*Source text*:

Incident Detection and Escalation¶

Automated Incident Management¶

Implement automated incident detection and escalation procedures:

from enum import Enum
import uuid
from dataclasses import dataclass, field
from typing import List, Optional

class IncidentSeverity(Enum):
    LOW = 1
    MEDIUM = 2
    HIGH = 3
    CRITICAL = 4

class IncidentStatus(Enum):
    OPEN = "open"
    ACKNOWLEDGED = "acknowledged"  
    INVESTIGATING = "investigating"
    RESOLVED = "resolved"
    CLOSED = "closed"

@dataclass
class Incident:
    id: str = field(default_factory=lambda: str(uuid.uuid4()))
    title: str = ""
    description: str = ""
    severity: IncidentSeverity = IncidentSeverity.LOW
    status: IncidentStatus = IncidentStatus.OPEN
    created_at: datetime = field(default_factory=datetime.utcnow)
    updated_at: datetime = field(default_factory=datetime.utcnow)
    affected_services: List[str] = field(default_factory=list)
    context: dict = field(default_factory=dict)
    escalation_level: int = 0
    assigned_to: Optional[str] = None
    resolution_notes: Optional[str] = None

class IncidentManager:
    def __init__(self, alert_manager, sla_monitor):
        self.alert_manager = alert_manager
        self.sla_monitor = sla_monitor
        self.active_incidents = {}
        self.incident_history = []

        # Escalation rules
        self.escalation_rules = {
            IncidentSeverity.LOW: [30, 60, 120],      # Minutes before escalation
            IncidentSeverity.MEDIUM: [15, 30, 60],
            IncidentSeverity.HIGH: [10, 20, 30],
            IncidentSeverity.CRITICAL: [5, 10, 15]
        }

        # Auto-resolution timeouts (incidents resolved automatically if no new alerts)
        self.auto_resolution_timeouts = {
            IncidentSeverity.LOW: 60,      # 1 hour
            IncidentSeverity.MEDIUM: 30,   # 30 minutes
            IncidentSeverity.HIGH: 15,     # 15 minutes  
            IncidentSeverity.CRITICAL: 10  # 10 minutes
        }

    def detect_incidents(self):
        """Detect incidents from monitoring data"""
        incidents = []

        # Check API health incidents
        health_results = monitor.comprehensive_health_check()
        for result in health_results:
            if result['status'] != 'healthy':
                incident = self._create_health_incident(result)
                incidents.append(incident)

        # Check performance incidents
        for endpoint in ['Sag', 'Aktør', 'Afstemning', 'Dokument']:
            alerts = monitor.check_performance_thresholds(endpoint)
            if alerts:
                incident = self._create_performance_incident(endpoint, alerts)
                incidents.append(incident)

        # Check SLA violations
        sla_compliance = self.sla_monitor.calculate_sla_compliance(1)  # Last hour
        if 'availability' in sla_compliance and not sla_compliance['availability']['compliant']:
            incident = self._create_sla_incident('availability', sla_compliance['availability'])
            incidents.append(incident)

        if 'performance' in sla_compliance:
            perf = sla_compliance['performance']
            if not (perf['p95_compliant'] and perf['p99_compliant'] and perf['error_rate_compliant']):
                incident = self._create_sla_incident('performance', perf)
                incidents.append(incident)

        # Process detected incidents
        for incident in incidents:
            self.create_or_update_incident(incident)

*Records supplied*:

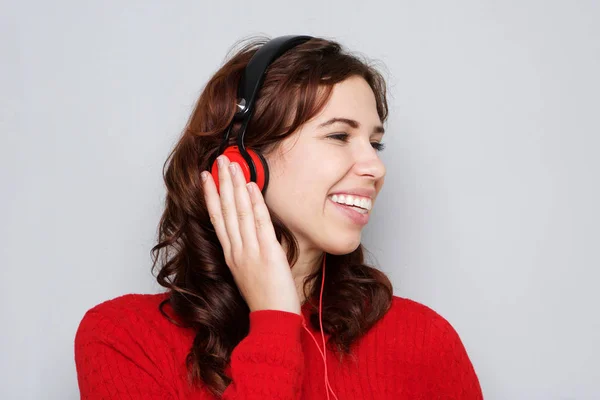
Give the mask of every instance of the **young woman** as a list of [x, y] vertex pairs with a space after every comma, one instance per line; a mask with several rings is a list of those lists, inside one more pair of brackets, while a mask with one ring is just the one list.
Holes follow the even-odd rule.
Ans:
[[[267, 44], [249, 42], [210, 79], [165, 164], [153, 268], [168, 290], [81, 321], [81, 397], [481, 399], [450, 323], [364, 261], [386, 172], [384, 79], [337, 42], [305, 38], [272, 60], [247, 125], [236, 122], [242, 77]], [[221, 154], [229, 127], [227, 145], [242, 130], [264, 157], [257, 182]]]

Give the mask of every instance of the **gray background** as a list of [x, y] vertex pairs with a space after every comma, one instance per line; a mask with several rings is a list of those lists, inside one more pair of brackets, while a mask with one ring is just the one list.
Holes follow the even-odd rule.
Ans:
[[[253, 34], [337, 39], [391, 87], [365, 232], [486, 399], [599, 399], [594, 1], [21, 1], [0, 12], [0, 398], [76, 399], [93, 305], [159, 290], [161, 168]], [[596, 71], [596, 72], [594, 72]]]

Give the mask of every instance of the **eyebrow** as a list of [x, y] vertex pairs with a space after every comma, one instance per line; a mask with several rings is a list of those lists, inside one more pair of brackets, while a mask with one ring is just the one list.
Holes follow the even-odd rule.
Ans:
[[[360, 128], [360, 122], [350, 119], [350, 118], [331, 118], [330, 120], [325, 121], [322, 124], [320, 124], [318, 127], [324, 128], [326, 126], [330, 126], [330, 125], [338, 124], [338, 123], [349, 125], [354, 129]], [[383, 126], [378, 125], [373, 128], [373, 133], [385, 133], [385, 129], [383, 128]]]

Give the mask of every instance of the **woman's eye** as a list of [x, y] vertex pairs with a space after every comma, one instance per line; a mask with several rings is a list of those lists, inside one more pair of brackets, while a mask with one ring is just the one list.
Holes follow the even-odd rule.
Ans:
[[[341, 140], [342, 142], [347, 142], [349, 136], [350, 135], [347, 133], [336, 133], [334, 135], [329, 135], [328, 137], [336, 140]], [[373, 148], [378, 152], [383, 151], [383, 149], [385, 149], [385, 144], [380, 142], [371, 142], [371, 146], [373, 146]]]
[[341, 140], [342, 142], [347, 142], [348, 136], [350, 135], [347, 133], [336, 133], [335, 135], [329, 135], [330, 138]]

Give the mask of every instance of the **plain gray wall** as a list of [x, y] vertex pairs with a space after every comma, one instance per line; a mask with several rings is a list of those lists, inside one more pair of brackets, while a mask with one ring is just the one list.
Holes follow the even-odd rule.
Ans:
[[[176, 3], [176, 4], [172, 4]], [[2, 399], [77, 399], [87, 309], [159, 290], [161, 168], [242, 37], [385, 65], [365, 244], [459, 332], [486, 399], [600, 398], [595, 1], [14, 1], [0, 13]]]

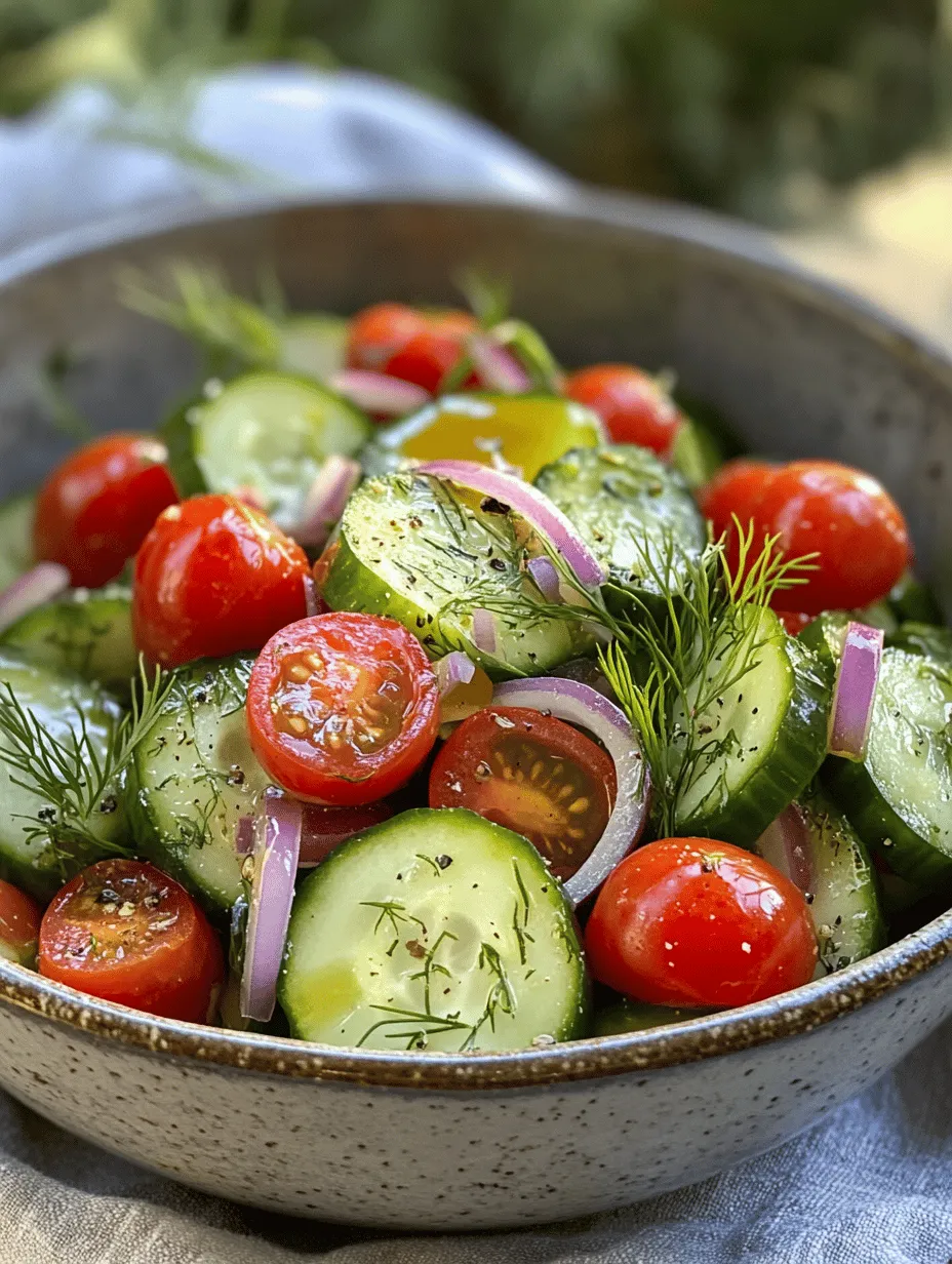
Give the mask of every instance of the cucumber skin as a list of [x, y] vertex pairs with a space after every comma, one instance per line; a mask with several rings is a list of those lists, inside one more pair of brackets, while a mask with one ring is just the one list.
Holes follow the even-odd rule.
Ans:
[[727, 803], [679, 822], [680, 837], [717, 838], [752, 851], [767, 825], [803, 794], [819, 771], [827, 751], [832, 671], [794, 637], [784, 637], [784, 648], [793, 675], [793, 695], [770, 760], [774, 771], [761, 765]]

*Problem statement*:
Answer these about the incident management code:
1. What is the default status given to a new incident?
2. How many minutes is the auto-resolution timeout for a low-severity incident?
3. Which four endpoints are checked for performance incidents?
The listing is separate material and has nothing to do with the incident code.

*Task result*:
1. Open
2. 60 minutes
3. Sag, Aktør, Afstemning and Dokument